═══ ENTRIES ═══
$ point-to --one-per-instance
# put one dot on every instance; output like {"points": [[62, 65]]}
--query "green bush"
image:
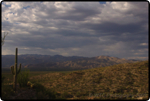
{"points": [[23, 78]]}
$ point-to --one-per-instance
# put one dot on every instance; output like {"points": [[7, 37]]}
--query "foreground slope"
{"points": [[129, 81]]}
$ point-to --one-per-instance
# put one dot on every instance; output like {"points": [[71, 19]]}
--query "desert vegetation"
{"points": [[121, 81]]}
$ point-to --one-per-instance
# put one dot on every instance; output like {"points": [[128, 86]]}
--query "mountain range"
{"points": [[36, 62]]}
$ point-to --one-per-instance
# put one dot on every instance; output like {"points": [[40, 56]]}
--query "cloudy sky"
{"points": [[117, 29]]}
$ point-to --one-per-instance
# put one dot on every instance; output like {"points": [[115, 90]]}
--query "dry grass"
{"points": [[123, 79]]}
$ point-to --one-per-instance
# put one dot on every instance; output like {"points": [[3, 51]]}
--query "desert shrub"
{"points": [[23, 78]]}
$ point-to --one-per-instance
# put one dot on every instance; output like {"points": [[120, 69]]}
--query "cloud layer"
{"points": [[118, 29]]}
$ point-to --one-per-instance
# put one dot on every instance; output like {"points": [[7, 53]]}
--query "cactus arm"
═══
═══ ENTRIES ═══
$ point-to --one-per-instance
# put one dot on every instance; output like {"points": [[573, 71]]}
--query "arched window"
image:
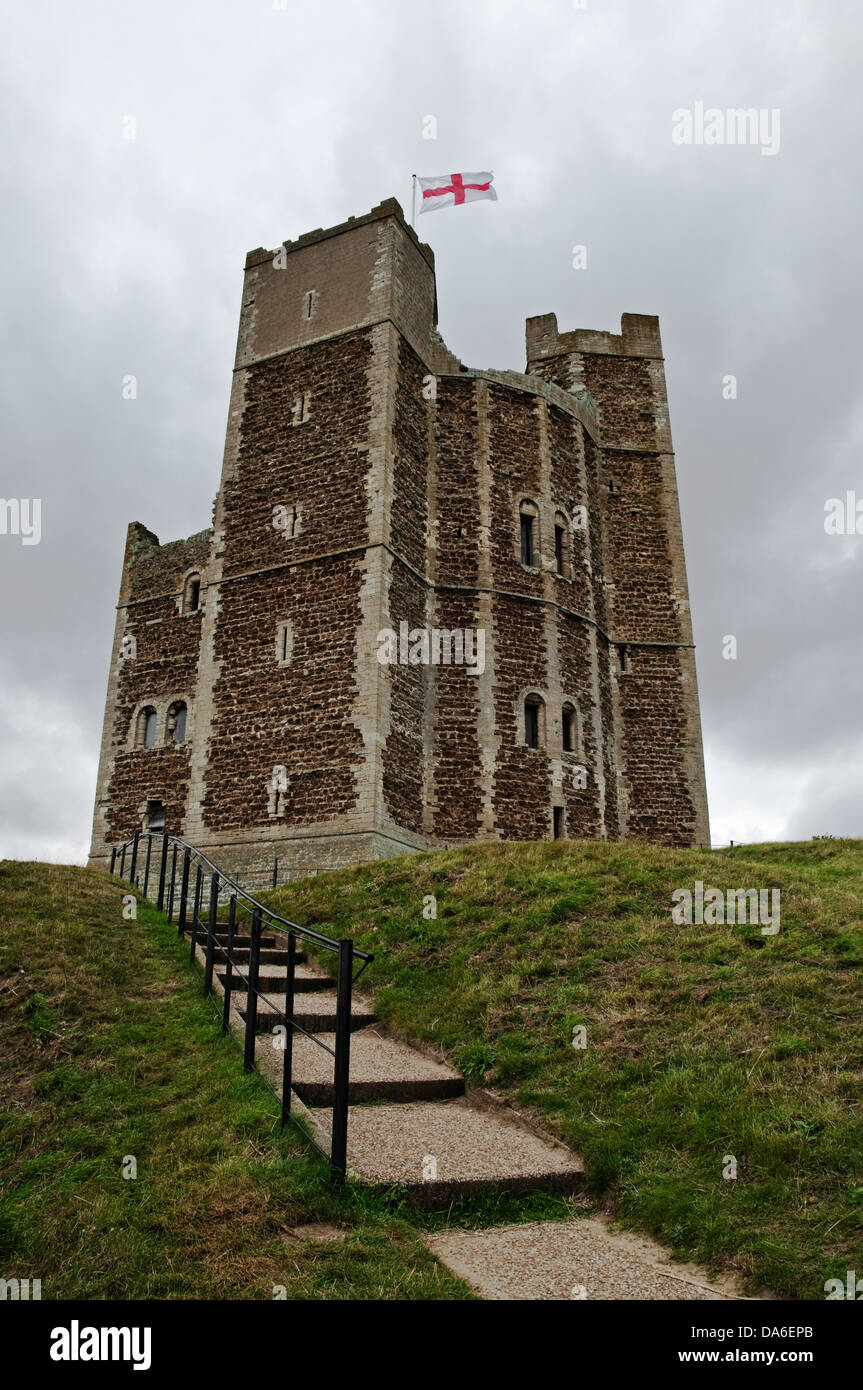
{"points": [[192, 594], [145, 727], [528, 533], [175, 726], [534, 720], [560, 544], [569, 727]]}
═══
# PROBLEM DESCRIPTION
Select every line of the items above that contains the string "like", and copy each one as it appears.

# WORKED SOLUTION
# put one dot on every instance; output like {"points": [[62, 65]]}
# put one dot on every instance; output like {"points": [[7, 37]]}
# put one dot on every instance; output like {"points": [[71, 19]]}
# put one dot on every instance; output like {"points": [[128, 86]]}
# put one dot on every instance; output like {"points": [[40, 56]]}
# put one dot on every instance; output like {"points": [[115, 90]]}
# put one dot on every instance; output like {"points": [[3, 51]]}
# put one dot on every instance; output like {"points": [[120, 69]]}
# put one dot on every instance; output like {"points": [[7, 53]]}
# put one dot on every instance; output like {"points": [[573, 71]]}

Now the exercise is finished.